======== Selected passage ========

This post will have four sections. First, I will describe the capability approach. Second, I will give some simple examples that illustrate why I think that aiming to maximize capabilities is the best way to do good for people. I’ll frame these examples in opposition to other common approaches, but my goal here is mostly constructive and to argue for the capability approach rather than against maximizing, for example, SWB. Third, I will describe what I see as the largest downsides to the capability approach as well as possible responses to these downsides. Fourth and finally, I will explain my weakly-held theory that a lot of the ways that global health or international development organizations, including GiveWell, behave owes to the deep (but often unrecognized) influence of the capability approach on their thought.
The capability approach
The fundamental unit of the value in the capability approach is a functioning, which is anything that you can be or do. Eating is a functioning. Being an EA is a functioning. Other functionings include: being a doctor, running, practicing Judaism, sleeping, and being a parent. Capabilities are options to be or do a functioning. The goal of the capability approach is not to maximize the number of capabilities available to people, it is instead to maximize the number of sets of capabilities. The notion here is that if you maximized simply the number of capabilities then you might enable someone to be: a parent or employed outside the home. But someone might want to do both. If you’re focusing on maximizing the number of sets of capabilities then you’ll end up with: parent, employed, both parent and employed, and neither. The simple beauty of this setup is that it is aiming to maximize the options that people have available to them, from which they then select the group of functionings that they want most. This is why one great book about this approach is entitled “Development as Freedom.” The argument is that development is the process of expanding capabilities, or individual freedom to live the kind of life that you want.

========

§ Instructions to follow
Pick up the post on the capability approach where it ends and keep writing it.

======== Data excerpts ========

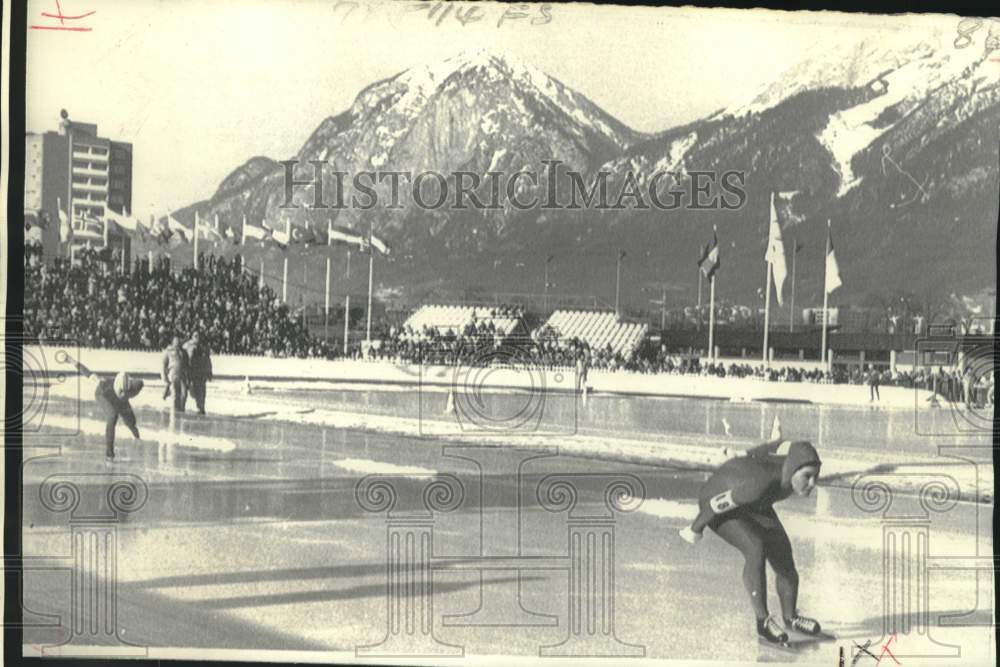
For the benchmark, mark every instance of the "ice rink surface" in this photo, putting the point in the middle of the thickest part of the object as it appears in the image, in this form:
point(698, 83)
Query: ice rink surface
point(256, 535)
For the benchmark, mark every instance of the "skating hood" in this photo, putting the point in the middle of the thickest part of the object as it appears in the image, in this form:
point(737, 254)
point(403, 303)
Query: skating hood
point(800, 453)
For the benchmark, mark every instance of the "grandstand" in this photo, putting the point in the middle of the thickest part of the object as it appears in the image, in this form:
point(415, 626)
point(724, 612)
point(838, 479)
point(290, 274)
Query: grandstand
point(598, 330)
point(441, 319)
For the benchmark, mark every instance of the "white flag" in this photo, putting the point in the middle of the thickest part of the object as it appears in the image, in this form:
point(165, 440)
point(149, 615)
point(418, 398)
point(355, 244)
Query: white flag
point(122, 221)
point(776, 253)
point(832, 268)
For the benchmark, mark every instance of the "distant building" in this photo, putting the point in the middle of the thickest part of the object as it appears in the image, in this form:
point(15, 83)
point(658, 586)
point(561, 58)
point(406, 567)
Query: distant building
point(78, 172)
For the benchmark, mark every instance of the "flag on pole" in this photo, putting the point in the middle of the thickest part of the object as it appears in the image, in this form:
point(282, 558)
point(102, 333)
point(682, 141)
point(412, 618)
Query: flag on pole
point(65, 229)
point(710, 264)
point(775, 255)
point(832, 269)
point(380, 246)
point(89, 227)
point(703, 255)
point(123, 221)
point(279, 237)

========

§ Output of the task
I will come to criticisms later on, but one thing people may note is that this approach will lead to a lot of sets of capabilities and we will need some way to rank them or condense the list. In theory, we would want to do this based on how much people value each capability set. I will discuss this issue in more detail in the third section.
Examples of why I love the capability approach
Here I’ll lay out a few examples that show why I think the capability approach is the best way to think about improving human welfare.
First, in opposition to preference-satisfaction approaches, the capability approach values options not taken. I think this accords with most of our intuitions, and that it takes real work for economics to train it out of people. Here are two examples:
- Imagine two children. The first has domineering parents that inform her that she has to grow up to be a doctor. They closely control her school and extracurriculars in order to make this happen, but she doesn’t mind. As it happens she wants to be a doctor, and she will grow up to be a doctor. The second child has parents that tell her she can do what she wants and they broadly support her. She picks the same school and extracurricular options as the first child, and she also grows up to be a doctor. The two children had the same outcomes, and they both were able to select their top options for school, extracurriculars, and career. On most preference-satisfaction approaches they are equally well off. Under the capability approach, however, the second child was much better off as she had so many more options open to her.
- Imagine two cities. In one, it is safe for women to walk around at night and in the second it is not. I think the former city is better even if women don’t want to walk around at night, because I think that option is valuable to people even if they do not take it. Preference-satisfaction approaches miss this.
Second, I think that the capability approach gives us a better sense of who is facing deprivation and a better sense of how to prioritize allocating resources/aid than other approaches. I think that this partially has to do with the fact that capabilities are genuine options to do functionings and so they are objective in a way that SWB or happiness is not. For example, you either do or do not have the option of being well nourished. This allows the capability approach to avoid some of the problems related to people possibly having odd functions relating some kind of aid to utility or happiness and therefore becoming either utility monsters or being considered unworthy of aid because the adversity that they face doesn’t translate into SWB or utility.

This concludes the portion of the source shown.